=== Short exercise ===
Write out, exactly as they appear, only the lines running from the line with "the photo below." to the final line of the listing; include both.

=== Information shown ===

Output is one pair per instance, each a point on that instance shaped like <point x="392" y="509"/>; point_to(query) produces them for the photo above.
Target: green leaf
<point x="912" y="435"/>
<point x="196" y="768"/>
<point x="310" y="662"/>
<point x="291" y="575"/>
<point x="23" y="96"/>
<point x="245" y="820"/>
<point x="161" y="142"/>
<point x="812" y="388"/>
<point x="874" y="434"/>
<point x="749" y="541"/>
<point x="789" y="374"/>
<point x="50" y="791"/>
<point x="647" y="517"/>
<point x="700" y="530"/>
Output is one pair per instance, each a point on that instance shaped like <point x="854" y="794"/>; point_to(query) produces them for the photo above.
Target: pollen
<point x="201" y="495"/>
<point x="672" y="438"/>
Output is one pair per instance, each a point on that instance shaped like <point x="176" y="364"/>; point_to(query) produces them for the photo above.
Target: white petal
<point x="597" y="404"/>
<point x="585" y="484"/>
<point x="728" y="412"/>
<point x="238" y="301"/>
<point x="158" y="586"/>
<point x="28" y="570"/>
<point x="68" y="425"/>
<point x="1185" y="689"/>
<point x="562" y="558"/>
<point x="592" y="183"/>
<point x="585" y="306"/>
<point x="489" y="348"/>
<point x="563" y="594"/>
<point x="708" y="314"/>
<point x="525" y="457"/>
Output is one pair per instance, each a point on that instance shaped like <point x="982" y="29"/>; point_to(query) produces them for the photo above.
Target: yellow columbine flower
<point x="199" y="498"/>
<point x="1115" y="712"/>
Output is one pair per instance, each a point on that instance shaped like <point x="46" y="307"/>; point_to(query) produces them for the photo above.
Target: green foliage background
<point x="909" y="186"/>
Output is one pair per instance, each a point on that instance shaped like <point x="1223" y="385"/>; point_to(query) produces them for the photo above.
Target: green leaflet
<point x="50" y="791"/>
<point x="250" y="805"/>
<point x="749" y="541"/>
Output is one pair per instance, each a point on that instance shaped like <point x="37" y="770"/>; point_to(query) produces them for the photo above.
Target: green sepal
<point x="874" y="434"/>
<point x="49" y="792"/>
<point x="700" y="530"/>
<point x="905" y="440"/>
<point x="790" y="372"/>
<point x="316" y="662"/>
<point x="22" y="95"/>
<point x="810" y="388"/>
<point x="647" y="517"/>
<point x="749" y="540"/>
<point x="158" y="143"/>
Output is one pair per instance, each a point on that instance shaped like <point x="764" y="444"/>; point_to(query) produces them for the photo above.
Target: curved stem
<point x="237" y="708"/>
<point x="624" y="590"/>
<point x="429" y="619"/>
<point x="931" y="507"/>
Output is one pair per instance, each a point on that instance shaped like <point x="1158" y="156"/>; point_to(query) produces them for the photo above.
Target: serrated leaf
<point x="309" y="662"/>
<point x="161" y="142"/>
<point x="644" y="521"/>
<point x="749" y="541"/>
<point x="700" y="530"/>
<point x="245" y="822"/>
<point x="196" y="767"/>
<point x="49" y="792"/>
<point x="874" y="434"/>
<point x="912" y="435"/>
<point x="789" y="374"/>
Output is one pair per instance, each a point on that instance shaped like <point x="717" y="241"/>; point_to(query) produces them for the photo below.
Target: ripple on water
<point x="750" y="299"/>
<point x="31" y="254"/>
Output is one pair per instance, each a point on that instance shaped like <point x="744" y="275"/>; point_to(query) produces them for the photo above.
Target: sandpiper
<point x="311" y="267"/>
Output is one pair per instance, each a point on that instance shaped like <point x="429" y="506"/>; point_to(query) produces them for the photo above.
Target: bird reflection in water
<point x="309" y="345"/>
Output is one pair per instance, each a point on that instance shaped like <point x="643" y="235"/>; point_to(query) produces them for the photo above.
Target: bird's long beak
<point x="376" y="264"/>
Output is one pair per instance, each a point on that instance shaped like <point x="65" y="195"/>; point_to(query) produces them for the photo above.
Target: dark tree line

=== Answer to the exercise ===
Output is one pair per instance, each a point on that instance shaped like <point x="717" y="241"/>; point_to(query) produces them for the photo below.
Target: ripple on water
<point x="750" y="299"/>
<point x="31" y="254"/>
Output is one pair per instance, each a point on that instance shaped like <point x="744" y="275"/>; point_to(query) produces them for the photo above.
Target: sandpiper
<point x="311" y="267"/>
Output is one pair per instance, each a point on that instance shaped like <point x="429" y="506"/>; point_to(query) produces them for the photo above.
Target: bird reflection in water
<point x="309" y="345"/>
Output is one pair per instance, each a point on that instance shaped like <point x="643" y="235"/>; point_to(query) produces them for the photo above.
Target: bird's long beak
<point x="376" y="264"/>
Output is one pair per instance, each a point on that instance shaped like <point x="65" y="195"/>; point_to(query) produces them for the photo above.
Target: dark tree line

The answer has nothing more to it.